> DOCUMENT SEGMENT:
The WHFC contributed to the 6th Annual Massachusetts Maritime Academy-New England Aquarium High School Marine Environmental Symposium on February 25th and 26th. The symposium was held on the shores of Buzzards Bay at the Cape Cod Canal Academy campus, under the guidance of Mr. Christopher Ryan (MMA), Executive Director. Every year buses depart for behind-the-scenes tours of the New England Aquarium and Woods Hole Scientific Community.

Bruce Tripp (WHOI) and Chris Polloni (USGS) organized the tour of Woods Hole with able assistance from Sandra Murphy (WHOI Information Office) and Marga McElroy (WHOI Engineering). They met the buses at the School Street lot and led the students and teachers around Eel Pond and past the Bell Tower to the Redfield Auditorium for a briefing and introduction to the village. The briefing included a video introduction to the Woods Hole Oceanographic Institution. The guided tour included four stops that were visited simultaneously by each of the four groups of students that were led by Bruce, Marga, Sandra, and Chris. The sites were the WHOI Deep Submergence Laboratory, WHOI Exhibit Center, NOAA Aquarium, and R/V Oceanus.

Tom Crook explains JASON
Tom Crook explaining the JASON system.
Andy Bowen, Tom Crook, and Will Sellers provided an overview of the WHOI Deep Submergence Laboratory operations while standing next to a re-engineered JASON. They gave details of the system and aspects of the mechanical arm and manipulators. A large poster depicted a mosaic, produced by the DSL team, of the archaeological find that included amphoras (wine containers) from a Phoenician ship from the age of Ptolemy, discovered during a recent expedition to the Mediterranean that was featured in National Geographic.

Helen Longyear opened the WHOI Exhibit Center for the tour. The center showcases a mockup of ALVIN and had pilot Dudley Foster and researcher Pamela Polloni as presenters. Dudley discussed deep submersible technology and aspects of rift vent exploration. Pam talked about a polychaete worm, Biremis blandi, which was found by Pilot Ed Bland during a dive in the Tongue of the Ocean, and Pam later co-authored the formal publication describing this discovery.

David Radosh made the NOAA Aquarium available. Anne Smrcina (NOAA, Stellwagen Bank National Marine Sanctuary) and Tammy Middleton (USGS) provided respective overviews on the biologic and geologic mapping that is being accomplished as part of the joint agency research on the bank. The animals at the NOAA aquarium are representative of the population on the bank, and Anne provided a quiz list for the students to use as they identified the critters in the tanks.

(Items listed in a dataset)
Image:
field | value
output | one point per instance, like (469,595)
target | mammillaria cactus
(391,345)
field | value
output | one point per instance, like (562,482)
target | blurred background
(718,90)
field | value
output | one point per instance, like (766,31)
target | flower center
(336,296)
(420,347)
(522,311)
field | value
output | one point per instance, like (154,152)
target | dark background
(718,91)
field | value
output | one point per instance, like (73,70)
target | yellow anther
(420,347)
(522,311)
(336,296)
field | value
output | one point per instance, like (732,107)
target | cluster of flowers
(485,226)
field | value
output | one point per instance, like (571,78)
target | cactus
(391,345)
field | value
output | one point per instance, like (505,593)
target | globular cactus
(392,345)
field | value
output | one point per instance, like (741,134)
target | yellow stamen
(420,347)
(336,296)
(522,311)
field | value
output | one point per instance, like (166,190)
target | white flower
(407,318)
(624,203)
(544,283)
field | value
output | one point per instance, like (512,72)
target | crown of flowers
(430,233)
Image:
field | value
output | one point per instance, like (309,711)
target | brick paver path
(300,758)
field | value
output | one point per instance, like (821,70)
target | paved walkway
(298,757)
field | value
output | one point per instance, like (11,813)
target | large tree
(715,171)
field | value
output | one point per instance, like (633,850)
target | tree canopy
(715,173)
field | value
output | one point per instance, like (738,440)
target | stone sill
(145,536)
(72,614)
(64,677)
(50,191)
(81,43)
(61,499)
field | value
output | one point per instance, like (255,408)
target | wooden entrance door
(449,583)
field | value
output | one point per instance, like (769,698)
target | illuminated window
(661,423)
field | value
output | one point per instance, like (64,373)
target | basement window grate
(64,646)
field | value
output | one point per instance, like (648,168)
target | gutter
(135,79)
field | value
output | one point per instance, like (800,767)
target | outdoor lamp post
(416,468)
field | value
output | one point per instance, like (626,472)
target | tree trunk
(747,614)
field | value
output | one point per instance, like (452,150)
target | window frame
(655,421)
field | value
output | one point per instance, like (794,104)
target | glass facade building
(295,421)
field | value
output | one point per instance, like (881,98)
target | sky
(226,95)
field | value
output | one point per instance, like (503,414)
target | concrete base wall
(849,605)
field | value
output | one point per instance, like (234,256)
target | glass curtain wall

> TASK INSTRUCTIONS:
1. In the Woods Hole tour account, why were the students and teachers led to the Redfield Auditorium? Answer in one to three sentences.
2. Write what comes next in the Woods Hole tour account, picking up after its final sentence.
This data was drawn from a separate source.

> RESPONSES PER TASK:
1. They were led to the Redfield Auditorium for a briefing and introduction to the village. The briefing included a video introduction to the Woods Hole Oceanographic Institution.

2.
The last site was sponsored by Alan Gordon and Hovey Clifford of the WHOI Marine Operations facility. The R/V Oceanus just happened to be at the dock and was part of the facility tour, as was the high bay area where buoys and other deep-sea instruments were being configured for deployment.

The tour ended back at Redfield where a final video was provided that gave some highlights of ALVIN operations and dive footage. Later in the evening, the keynote speakers at the MMA Symposium were Drs. Larry and Kate Madin. Larry is Chairman of the Biology Department at WHOI and Kate is the WHOI Education Curriculum Coordinator. Larry had close-up slides of jelly animals captured in blue-water dives. Kate took us to the hot vents of the deep ocean. They each covered first-hand experiences and recent discoveries in oceanographic research.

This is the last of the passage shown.